■ **GIVEN TASK**
Reproduce the lines of the data below word for word, covering all of the data, and leave the pictures out.

[EXERCISE MATERIAL start]

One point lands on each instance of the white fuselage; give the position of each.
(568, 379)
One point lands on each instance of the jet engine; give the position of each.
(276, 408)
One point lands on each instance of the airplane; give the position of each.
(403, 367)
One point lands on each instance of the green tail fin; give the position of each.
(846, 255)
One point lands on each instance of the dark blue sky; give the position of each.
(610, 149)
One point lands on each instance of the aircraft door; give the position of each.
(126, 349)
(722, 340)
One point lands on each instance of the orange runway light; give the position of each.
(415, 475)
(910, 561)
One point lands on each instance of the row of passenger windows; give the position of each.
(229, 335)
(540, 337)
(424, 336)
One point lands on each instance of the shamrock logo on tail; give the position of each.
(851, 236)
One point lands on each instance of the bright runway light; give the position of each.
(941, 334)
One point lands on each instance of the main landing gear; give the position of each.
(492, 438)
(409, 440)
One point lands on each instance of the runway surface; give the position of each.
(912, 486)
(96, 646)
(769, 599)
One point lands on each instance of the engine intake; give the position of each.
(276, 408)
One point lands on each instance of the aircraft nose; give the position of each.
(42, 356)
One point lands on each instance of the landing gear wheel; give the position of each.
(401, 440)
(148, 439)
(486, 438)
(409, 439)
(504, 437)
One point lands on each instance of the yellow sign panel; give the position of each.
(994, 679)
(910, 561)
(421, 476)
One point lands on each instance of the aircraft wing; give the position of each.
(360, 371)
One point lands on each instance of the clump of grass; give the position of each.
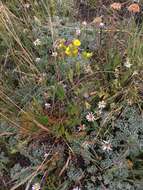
(68, 80)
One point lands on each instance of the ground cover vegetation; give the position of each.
(71, 95)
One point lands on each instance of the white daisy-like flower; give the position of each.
(77, 188)
(102, 104)
(47, 105)
(46, 155)
(90, 117)
(127, 63)
(78, 31)
(81, 127)
(54, 54)
(84, 23)
(135, 73)
(101, 25)
(27, 5)
(85, 144)
(88, 69)
(37, 42)
(37, 59)
(36, 186)
(106, 146)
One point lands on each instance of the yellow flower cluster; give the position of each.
(72, 49)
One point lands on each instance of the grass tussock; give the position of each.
(71, 95)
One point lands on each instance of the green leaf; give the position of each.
(60, 92)
(43, 120)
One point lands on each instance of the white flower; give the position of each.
(106, 145)
(37, 59)
(135, 73)
(46, 155)
(81, 127)
(127, 63)
(90, 117)
(101, 25)
(78, 31)
(36, 186)
(47, 105)
(54, 54)
(101, 105)
(37, 42)
(76, 188)
(84, 23)
(27, 5)
(88, 69)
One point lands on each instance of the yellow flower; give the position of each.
(87, 54)
(76, 42)
(75, 51)
(68, 51)
(71, 50)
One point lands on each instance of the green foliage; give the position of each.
(40, 65)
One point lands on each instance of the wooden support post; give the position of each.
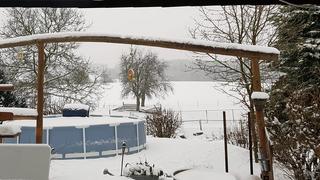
(6, 87)
(263, 141)
(40, 95)
(225, 141)
(250, 144)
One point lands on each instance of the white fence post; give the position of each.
(84, 143)
(138, 142)
(116, 137)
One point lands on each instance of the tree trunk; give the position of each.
(143, 99)
(137, 103)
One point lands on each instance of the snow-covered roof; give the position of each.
(9, 129)
(261, 52)
(76, 106)
(259, 95)
(20, 111)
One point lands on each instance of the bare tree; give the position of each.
(234, 24)
(68, 77)
(149, 77)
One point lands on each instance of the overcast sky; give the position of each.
(157, 22)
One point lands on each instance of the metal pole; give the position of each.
(263, 145)
(40, 95)
(225, 140)
(124, 145)
(207, 116)
(200, 125)
(250, 144)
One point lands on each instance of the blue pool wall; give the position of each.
(92, 141)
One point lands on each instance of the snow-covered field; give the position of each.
(167, 154)
(171, 154)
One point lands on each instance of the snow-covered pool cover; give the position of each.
(6, 85)
(9, 129)
(76, 106)
(20, 111)
(231, 46)
(259, 95)
(49, 122)
(203, 174)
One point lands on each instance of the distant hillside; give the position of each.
(182, 70)
(178, 70)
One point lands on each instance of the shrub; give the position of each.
(163, 123)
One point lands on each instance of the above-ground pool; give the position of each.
(85, 137)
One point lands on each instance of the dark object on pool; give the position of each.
(106, 171)
(198, 133)
(183, 136)
(75, 110)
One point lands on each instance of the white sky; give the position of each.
(157, 22)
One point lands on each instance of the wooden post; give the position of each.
(250, 144)
(40, 95)
(263, 141)
(6, 87)
(225, 141)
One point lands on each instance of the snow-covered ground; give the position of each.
(168, 154)
(197, 152)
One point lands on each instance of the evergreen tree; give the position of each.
(8, 99)
(294, 108)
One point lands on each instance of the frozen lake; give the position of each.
(194, 99)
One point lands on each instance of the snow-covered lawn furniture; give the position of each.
(24, 161)
(75, 110)
(11, 113)
(9, 131)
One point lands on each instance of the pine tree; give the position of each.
(294, 108)
(8, 99)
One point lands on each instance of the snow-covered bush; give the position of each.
(163, 123)
(143, 169)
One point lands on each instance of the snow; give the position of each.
(169, 155)
(203, 174)
(20, 111)
(116, 38)
(259, 95)
(49, 122)
(9, 129)
(6, 85)
(76, 106)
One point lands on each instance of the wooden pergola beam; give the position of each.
(229, 49)
(141, 3)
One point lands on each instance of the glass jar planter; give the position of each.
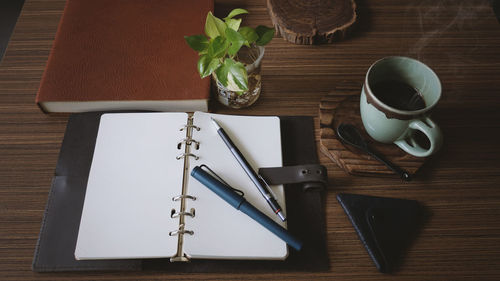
(251, 58)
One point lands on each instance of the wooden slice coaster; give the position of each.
(342, 106)
(312, 22)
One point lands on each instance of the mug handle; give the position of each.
(431, 131)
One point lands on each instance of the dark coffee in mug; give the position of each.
(399, 95)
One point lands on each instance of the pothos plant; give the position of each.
(218, 48)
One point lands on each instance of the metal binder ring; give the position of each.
(179, 197)
(188, 141)
(190, 126)
(178, 214)
(184, 155)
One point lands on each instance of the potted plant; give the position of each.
(232, 55)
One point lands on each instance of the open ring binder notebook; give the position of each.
(113, 208)
(142, 203)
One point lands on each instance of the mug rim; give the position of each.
(398, 112)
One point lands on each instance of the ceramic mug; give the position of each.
(389, 124)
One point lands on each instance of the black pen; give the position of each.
(263, 188)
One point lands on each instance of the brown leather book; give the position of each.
(124, 55)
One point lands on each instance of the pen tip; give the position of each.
(217, 127)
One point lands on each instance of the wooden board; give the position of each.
(312, 22)
(342, 106)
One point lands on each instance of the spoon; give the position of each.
(350, 135)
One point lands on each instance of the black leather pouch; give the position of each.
(385, 226)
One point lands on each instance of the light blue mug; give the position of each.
(393, 124)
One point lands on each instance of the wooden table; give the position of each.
(460, 40)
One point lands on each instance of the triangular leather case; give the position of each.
(386, 226)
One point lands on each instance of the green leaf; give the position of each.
(234, 24)
(197, 42)
(265, 35)
(203, 63)
(207, 65)
(236, 12)
(217, 47)
(214, 26)
(222, 72)
(236, 40)
(249, 34)
(238, 73)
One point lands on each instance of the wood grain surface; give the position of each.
(460, 186)
(312, 22)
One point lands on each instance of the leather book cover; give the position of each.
(125, 55)
(58, 234)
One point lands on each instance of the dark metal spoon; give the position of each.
(349, 134)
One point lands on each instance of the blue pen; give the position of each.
(258, 181)
(240, 203)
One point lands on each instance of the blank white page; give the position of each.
(132, 180)
(221, 231)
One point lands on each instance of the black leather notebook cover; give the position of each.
(385, 226)
(59, 230)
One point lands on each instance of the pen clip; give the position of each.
(208, 170)
(267, 185)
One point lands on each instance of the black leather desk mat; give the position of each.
(58, 234)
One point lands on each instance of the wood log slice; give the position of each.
(342, 106)
(312, 21)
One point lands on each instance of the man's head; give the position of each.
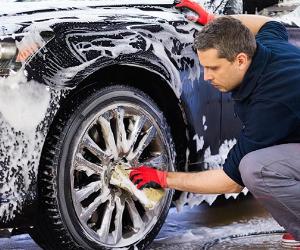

[EXERCISE MATERIAL end]

■ **WRITTEN RESPONSE**
One point lands on each instance of the white fuselage; give the position of each.
(568, 379)
One point lands on each instance of the jet engine; give the position of each.
(276, 408)
One point lands on each instance of the airplane; give the position of each.
(403, 367)
One point lands on each instance of the green tail fin; give the position of each.
(846, 255)
One point lands on each instance of the dark blue sky; give the position of each.
(610, 149)
One point lands on each instance of the aircraft door; give the position of each.
(126, 349)
(722, 340)
One point lands on each instance of the orange runway light; give the position of each.
(415, 475)
(910, 561)
One point lands on each instance of the row of passenger windows; give the position of each.
(229, 335)
(540, 337)
(424, 336)
One point lands on each instance of the shamrock logo on tail; give the position of each.
(851, 236)
One point lands on each instance of the bright runway light; give the position of each.
(941, 334)
One point lands on each instance of the main landing gear; give the position of each.
(492, 438)
(409, 440)
One point lands on each instance of the runway surface; give the position of each.
(912, 486)
(96, 646)
(769, 599)
One point lands on each instance of the engine intake; give the position of each.
(276, 408)
One point lands on each instance of the aircraft nose; give the position of each.
(42, 356)
One point lands on each instance of the landing gear wheel; give the position of each.
(401, 440)
(148, 439)
(486, 438)
(409, 439)
(504, 437)
One point lands on each instance of the yellow sign panel; give the position of each.
(994, 679)
(910, 561)
(421, 476)
One point lands on each instance of the aircraft wing; give the position of each.
(360, 371)
One point lands on each instance of the clump of grass; give the position of each.
(68, 80)
One point lands on each instance of the ground cover vegetation; give the position of each.
(71, 95)
One point lands on each instance of the white daisy-like flower; give the position of each.
(77, 188)
(102, 104)
(47, 105)
(46, 155)
(90, 117)
(127, 63)
(78, 31)
(81, 127)
(54, 54)
(84, 23)
(135, 73)
(101, 25)
(27, 5)
(85, 144)
(88, 69)
(37, 42)
(37, 59)
(36, 186)
(106, 146)
One point lands on each instance of the yellow flower cluster; give the position of each.
(72, 49)
One point lands on each instance of the grass tussock; give the position of each.
(71, 95)
One point lands on each instance of the green leaf; give the position of each.
(60, 92)
(43, 120)
One point lands on each instance of the white flower; give the position of each.
(106, 145)
(37, 59)
(135, 73)
(46, 155)
(81, 127)
(127, 63)
(90, 117)
(101, 25)
(78, 31)
(36, 186)
(47, 105)
(54, 54)
(101, 105)
(37, 42)
(76, 188)
(84, 23)
(27, 5)
(88, 69)
One point lands on each instance of the yellow flower; give the position of each.
(87, 54)
(76, 42)
(75, 51)
(68, 51)
(71, 50)
One point lands on each instance of the green foliage; give the position of each.
(40, 65)
One point lands on each instance of the wooden support post; give the position of each.
(6, 87)
(263, 141)
(40, 95)
(225, 141)
(250, 144)
One point lands on each instance of the white fence post; give the position of each.
(84, 143)
(138, 142)
(116, 137)
One point lands on each instance of the tree trunk; give the position of each.
(143, 99)
(137, 103)
One point lands on each instance of the snow-covered roof; give the position of each.
(9, 129)
(261, 52)
(76, 106)
(259, 95)
(20, 111)
One point lands on each instance of the bare tree; give the position of each.
(234, 24)
(68, 77)
(149, 77)
One point lands on each instance of the overcast sky; give the position of each.
(157, 22)
One point lands on each instance of the metal pole; give the position of each.
(263, 145)
(40, 95)
(225, 140)
(124, 145)
(207, 116)
(200, 125)
(250, 144)
One point lands on each instance of the blue pool wall; give the position of each.
(92, 141)
One point lands on each instance of the snow-covered field; give the position of each.
(167, 154)
(171, 154)
One point lands on each instance of the snow-covered pool cover; give the position of each.
(6, 85)
(9, 129)
(76, 106)
(20, 111)
(231, 46)
(259, 95)
(49, 122)
(203, 174)
One point lands on each instance of the distant hillside; give the position of each.
(182, 70)
(178, 70)
One point lands on each instance of the shrub; give the position of each.
(163, 123)
One point lands on each instance of the above-ground pool; give the position of each.
(85, 137)
One point lands on each instance of the dark object on pool; give the position of each.
(106, 171)
(198, 133)
(183, 136)
(75, 110)
One point lands on each instance of the white sky; give the position of each.
(157, 22)
One point lands on each instance of the wooden post; give the position of each.
(250, 144)
(40, 95)
(263, 141)
(6, 87)
(225, 141)
One point lands on each instance of the snow-covered ground; give the position of each.
(168, 154)
(197, 152)
One point lands on each instance of the evergreen tree; give the position of each.
(8, 99)
(294, 108)
One point lands on each instance of the frozen lake; give the position of each.
(194, 99)
One point lands on each instance of the snow-covered lawn furniture; give the position of each.
(24, 161)
(75, 110)
(11, 113)
(9, 131)
One point lands on each instance of the pine tree; give the position of each.
(294, 108)
(8, 99)
One point lands on each instance of the snow-covered bush; give the position of each.
(163, 123)
(143, 169)
One point lands on each instance of the snow; give the position of each.
(169, 155)
(203, 174)
(20, 111)
(116, 38)
(259, 95)
(49, 122)
(9, 129)
(6, 85)
(76, 106)
One point lands on each instance of the wooden pergola beam; give the position of each.
(229, 49)
(141, 3)
One point lands on each instance of the glass jar planter; give the position of each.
(251, 58)
One point lands on each instance of the wooden slice coaster; give the position of each.
(342, 106)
(312, 22)
One point lands on each instance of the mug handle; give the position of each.
(431, 131)
One point lands on each instance of the dark coffee in mug; give the position of each.
(399, 95)
One point lands on each instance of the pothos plant; give the position of each.
(218, 48)
One point lands on each instance of the metal binder ring; give the position of each.
(179, 197)
(188, 141)
(190, 126)
(178, 214)
(184, 155)
One point lands on each instance of the potted plant; give the position of each.
(232, 55)
One point lands on each instance of the open ring binder notebook; give the position of each.
(113, 208)
(142, 203)
One point lands on each instance of the mug rim; give the position of each.
(398, 112)
One point lands on each instance of the ceramic mug; give the position of each.
(389, 124)
One point lands on each instance of the black pen; give the position of each.
(263, 188)
One point lands on each instance of the brown leather book; give the position of each.
(124, 55)
One point lands on each instance of the pen tip; give the position of each.
(217, 127)
One point lands on each instance of the wooden board; give the position of each.
(312, 22)
(342, 106)
One point lands on each instance of the spoon; give the position of each.
(350, 135)
One point lands on each instance of the black leather pouch; give the position of each.
(385, 226)
One point lands on each instance of the light blue mug; give the position of each.
(393, 124)
One point lands on each instance of the wooden table; give the position of each.
(460, 40)
One point lands on each instance of the triangular leather case; give the position of each.
(386, 226)
One point lands on each instance of the green leaf; give the position of each.
(234, 24)
(197, 42)
(265, 35)
(203, 63)
(207, 65)
(236, 12)
(217, 47)
(214, 26)
(222, 72)
(236, 40)
(249, 34)
(238, 73)
One point lands on each instance of the wood grain surface; give the position of each.
(460, 186)
(312, 22)
One point lands on each instance of the leather book cover; give the position of each.
(125, 55)
(58, 234)
One point lands on each instance of the dark metal spoon; give the position of each.
(349, 134)
One point lands on each instance of the blue pen; give the position of each.
(258, 181)
(240, 203)
One point lands on each instance of the blank white page; give the position of each.
(132, 180)
(221, 231)
One point lands on each instance of the black leather notebook cover; give the position of each.
(385, 226)
(59, 230)
One point lands on each instance of the pen clip; give the position of each.
(208, 170)
(267, 185)
One point lands on each instance of the black leather desk mat; give the position of each.
(58, 234)
One point lands on each instance of the wood log slice; give the position of each.
(342, 106)
(312, 21)
One point lands on each instance of the man's head; give the position of each.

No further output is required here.